» SUPPLIED DATA

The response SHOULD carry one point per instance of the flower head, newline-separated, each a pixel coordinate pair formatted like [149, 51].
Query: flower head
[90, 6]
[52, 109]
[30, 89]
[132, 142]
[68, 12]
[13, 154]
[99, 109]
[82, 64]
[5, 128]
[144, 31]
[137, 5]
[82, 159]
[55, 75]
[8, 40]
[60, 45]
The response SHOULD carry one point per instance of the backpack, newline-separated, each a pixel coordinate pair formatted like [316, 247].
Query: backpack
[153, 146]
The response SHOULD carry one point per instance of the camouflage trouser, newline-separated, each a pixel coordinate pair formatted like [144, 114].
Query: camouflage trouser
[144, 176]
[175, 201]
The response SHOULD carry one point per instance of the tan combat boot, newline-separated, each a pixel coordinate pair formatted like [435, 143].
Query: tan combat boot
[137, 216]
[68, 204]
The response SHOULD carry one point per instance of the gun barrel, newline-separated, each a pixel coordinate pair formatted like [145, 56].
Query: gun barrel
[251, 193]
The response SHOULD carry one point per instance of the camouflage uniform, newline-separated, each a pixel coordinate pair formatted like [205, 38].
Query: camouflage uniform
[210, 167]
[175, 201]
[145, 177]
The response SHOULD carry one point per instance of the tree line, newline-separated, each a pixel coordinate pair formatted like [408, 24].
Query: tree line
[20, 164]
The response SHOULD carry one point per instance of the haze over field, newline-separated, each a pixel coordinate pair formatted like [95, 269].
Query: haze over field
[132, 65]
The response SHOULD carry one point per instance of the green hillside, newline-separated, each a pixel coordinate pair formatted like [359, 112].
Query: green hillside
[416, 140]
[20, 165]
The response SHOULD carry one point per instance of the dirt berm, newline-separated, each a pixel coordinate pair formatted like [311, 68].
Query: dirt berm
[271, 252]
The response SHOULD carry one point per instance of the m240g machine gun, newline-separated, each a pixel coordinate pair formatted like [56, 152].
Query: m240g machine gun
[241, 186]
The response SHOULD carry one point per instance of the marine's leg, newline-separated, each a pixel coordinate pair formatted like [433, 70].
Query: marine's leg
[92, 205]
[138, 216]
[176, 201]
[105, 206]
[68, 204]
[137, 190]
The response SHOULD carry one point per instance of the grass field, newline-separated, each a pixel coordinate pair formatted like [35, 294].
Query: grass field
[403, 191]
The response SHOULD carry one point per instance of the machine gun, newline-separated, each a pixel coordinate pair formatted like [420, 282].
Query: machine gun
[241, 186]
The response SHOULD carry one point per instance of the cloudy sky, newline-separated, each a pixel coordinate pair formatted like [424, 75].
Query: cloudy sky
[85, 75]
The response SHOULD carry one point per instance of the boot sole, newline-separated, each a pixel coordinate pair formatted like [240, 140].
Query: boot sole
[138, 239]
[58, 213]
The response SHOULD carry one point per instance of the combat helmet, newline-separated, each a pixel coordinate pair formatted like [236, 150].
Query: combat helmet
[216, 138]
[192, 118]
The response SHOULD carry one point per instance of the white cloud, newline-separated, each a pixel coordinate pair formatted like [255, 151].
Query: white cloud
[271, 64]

» EXERCISE DETAILS
Nothing but the lines from the one with "The response SHOULD carry one point per instance of the m240g" through the final line of the data belongs in the answer, and they must match exactly.

» RESPONSE FOR THIS EXERCISE
The response SHOULD carry one point per instance of the m240g machine gun, newline-separated, each a pixel coordinate pair formatted like [56, 152].
Query: m240g machine gun
[241, 186]
The response SHOULD carry one point per instance of the marine's leg, newline-separated, each a pixel coordinate pair formatted like [433, 70].
Query: marine's leg
[92, 205]
[138, 216]
[176, 201]
[105, 206]
[68, 204]
[137, 190]
The response SHOULD carry one point per instance of the grass field, newline-separated, each a pixel coordinate pair formatted like [35, 294].
Query: grass field
[403, 191]
The response SHOULD carry one point per instance of the machine gun, newline-separated, each a pixel coordinate pair formatted like [420, 282].
Query: machine gun
[241, 186]
The response SHOULD carry one point per instance of the cloudy sky, newline-separated, each a pixel coordinate pair formatted like [424, 75].
Query: cloudy sky
[85, 75]
The response SHOULD carry one point per instance of the boot sole, newline-separated, each a pixel coordinate pair formatted like [240, 140].
Query: boot sole
[138, 239]
[58, 213]
The response SHOULD carry one point per instance of the combat helmet, newline-separated, each a pixel coordinate pair formatted like [236, 150].
Query: combat helmet
[216, 138]
[192, 118]
The response SHOULD carry one point per instance of the white cloud, newline-separated, each a pixel coordinate pair formatted like [255, 151].
Query: white cloud
[271, 64]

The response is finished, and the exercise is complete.